▸ What the exercise asks
In the rows below, copy out each line unchanged, starting at the line that contains "notation: point(51, 50)." and stopping after the line that contains "point(36, 22)".

(Source data)

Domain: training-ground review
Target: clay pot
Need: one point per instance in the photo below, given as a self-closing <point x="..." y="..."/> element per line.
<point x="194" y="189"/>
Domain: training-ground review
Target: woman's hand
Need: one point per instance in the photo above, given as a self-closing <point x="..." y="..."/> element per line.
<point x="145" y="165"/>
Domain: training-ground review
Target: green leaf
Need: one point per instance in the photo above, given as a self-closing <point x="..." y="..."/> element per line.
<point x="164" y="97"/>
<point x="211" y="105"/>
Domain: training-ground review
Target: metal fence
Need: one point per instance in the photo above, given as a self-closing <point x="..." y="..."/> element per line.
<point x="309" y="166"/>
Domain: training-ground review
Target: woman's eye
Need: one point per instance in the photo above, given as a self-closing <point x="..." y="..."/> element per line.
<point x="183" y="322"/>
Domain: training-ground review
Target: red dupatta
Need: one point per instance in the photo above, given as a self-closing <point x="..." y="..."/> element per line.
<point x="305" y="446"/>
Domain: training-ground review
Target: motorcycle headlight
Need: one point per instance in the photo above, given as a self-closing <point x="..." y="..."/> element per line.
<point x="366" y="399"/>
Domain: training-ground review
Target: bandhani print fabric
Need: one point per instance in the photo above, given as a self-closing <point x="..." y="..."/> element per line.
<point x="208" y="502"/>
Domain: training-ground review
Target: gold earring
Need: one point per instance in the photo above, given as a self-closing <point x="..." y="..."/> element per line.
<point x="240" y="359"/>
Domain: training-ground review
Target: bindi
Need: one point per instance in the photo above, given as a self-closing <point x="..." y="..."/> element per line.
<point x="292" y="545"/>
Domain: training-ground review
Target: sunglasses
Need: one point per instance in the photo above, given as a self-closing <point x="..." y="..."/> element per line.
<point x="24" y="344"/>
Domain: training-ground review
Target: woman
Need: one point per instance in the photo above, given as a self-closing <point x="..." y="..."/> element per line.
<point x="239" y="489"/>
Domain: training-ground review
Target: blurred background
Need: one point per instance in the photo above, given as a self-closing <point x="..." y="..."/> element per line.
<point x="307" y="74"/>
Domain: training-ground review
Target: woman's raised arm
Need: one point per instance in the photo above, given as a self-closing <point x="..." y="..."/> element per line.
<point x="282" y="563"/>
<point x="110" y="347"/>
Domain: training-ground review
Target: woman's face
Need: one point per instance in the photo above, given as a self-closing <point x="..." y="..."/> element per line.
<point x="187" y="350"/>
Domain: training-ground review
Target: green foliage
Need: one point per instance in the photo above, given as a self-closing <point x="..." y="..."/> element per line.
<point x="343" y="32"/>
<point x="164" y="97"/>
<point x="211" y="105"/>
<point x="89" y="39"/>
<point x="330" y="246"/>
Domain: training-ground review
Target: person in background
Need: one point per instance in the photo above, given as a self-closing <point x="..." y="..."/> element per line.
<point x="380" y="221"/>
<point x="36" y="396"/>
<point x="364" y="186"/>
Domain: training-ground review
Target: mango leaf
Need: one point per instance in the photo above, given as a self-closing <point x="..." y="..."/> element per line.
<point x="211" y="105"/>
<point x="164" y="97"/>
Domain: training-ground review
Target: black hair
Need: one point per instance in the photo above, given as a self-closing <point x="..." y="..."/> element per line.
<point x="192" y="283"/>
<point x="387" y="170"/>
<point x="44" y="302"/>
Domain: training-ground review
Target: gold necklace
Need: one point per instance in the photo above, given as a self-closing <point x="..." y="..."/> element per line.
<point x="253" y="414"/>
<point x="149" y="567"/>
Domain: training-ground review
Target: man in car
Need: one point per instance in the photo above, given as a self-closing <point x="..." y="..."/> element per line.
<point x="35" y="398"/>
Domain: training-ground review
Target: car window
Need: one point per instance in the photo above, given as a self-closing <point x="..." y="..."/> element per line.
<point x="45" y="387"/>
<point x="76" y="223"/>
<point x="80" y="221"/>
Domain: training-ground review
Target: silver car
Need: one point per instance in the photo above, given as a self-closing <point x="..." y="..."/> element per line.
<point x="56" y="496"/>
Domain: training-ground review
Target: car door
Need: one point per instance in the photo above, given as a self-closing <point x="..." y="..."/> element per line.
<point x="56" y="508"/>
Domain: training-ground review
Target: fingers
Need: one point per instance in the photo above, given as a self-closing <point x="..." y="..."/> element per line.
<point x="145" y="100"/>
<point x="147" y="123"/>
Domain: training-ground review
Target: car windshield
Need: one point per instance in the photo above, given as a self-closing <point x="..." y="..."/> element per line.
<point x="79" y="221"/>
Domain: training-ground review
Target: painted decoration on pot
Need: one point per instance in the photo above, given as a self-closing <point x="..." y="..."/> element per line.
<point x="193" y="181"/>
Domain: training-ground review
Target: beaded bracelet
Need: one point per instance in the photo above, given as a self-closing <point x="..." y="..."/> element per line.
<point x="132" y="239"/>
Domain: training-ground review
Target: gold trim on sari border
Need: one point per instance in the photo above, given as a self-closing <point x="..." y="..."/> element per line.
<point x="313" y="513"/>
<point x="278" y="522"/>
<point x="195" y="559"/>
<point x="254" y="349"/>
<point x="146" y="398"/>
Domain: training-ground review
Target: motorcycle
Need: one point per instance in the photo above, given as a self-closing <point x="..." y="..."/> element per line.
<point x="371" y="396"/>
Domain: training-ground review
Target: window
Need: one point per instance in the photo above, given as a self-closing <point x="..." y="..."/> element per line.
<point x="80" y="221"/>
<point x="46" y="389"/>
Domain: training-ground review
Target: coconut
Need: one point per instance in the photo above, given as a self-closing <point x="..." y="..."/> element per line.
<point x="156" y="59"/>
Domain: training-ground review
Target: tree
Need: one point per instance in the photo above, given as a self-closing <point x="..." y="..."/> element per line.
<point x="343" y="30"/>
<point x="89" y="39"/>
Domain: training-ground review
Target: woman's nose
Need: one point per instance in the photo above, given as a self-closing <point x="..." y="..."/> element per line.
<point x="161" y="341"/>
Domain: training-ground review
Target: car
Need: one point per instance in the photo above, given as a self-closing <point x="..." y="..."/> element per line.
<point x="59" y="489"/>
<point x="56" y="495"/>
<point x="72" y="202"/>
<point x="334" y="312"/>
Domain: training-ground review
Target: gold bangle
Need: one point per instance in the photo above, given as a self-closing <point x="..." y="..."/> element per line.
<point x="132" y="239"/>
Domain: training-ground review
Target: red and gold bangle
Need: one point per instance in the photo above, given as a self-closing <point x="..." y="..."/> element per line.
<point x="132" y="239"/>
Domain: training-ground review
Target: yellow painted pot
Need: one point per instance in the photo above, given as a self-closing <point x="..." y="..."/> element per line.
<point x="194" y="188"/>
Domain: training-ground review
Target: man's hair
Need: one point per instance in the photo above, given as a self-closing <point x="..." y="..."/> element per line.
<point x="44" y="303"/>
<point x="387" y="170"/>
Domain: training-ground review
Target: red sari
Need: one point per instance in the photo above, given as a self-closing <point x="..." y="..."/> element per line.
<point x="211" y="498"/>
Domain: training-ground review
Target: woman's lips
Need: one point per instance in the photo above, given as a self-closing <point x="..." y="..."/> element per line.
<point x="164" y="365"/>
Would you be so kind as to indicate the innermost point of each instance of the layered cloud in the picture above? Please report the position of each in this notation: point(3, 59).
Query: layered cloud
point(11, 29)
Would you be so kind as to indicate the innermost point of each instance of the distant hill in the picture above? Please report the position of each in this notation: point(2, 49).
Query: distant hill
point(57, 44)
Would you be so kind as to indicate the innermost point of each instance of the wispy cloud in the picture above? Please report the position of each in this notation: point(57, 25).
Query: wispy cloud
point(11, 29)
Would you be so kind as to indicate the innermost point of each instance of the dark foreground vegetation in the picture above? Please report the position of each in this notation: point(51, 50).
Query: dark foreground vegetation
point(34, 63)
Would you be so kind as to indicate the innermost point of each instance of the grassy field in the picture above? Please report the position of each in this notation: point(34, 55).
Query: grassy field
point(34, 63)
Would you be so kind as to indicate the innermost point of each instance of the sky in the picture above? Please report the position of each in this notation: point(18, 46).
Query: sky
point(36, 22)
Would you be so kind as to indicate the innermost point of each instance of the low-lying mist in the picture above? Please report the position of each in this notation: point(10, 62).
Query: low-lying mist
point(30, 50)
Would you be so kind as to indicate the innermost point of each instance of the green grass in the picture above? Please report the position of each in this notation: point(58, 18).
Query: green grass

▸ Written response
Would you be so kind as to indicate the innermost point of each instance of the dark foreground vegetation in the picture above? Please report the position of each in this notation: point(51, 50).
Query: dark foreground vegetation
point(34, 63)
Would you be so kind as to indicate the innermost point of each instance of the grassy field in the picture above? Please report the position of each in this notation: point(34, 55).
Query: grassy field
point(34, 63)
Would you be so kind as to indicate the innermost point of each instance of the sky in the picture above? Please report the position of each in this notation: point(18, 46).
Query: sky
point(36, 22)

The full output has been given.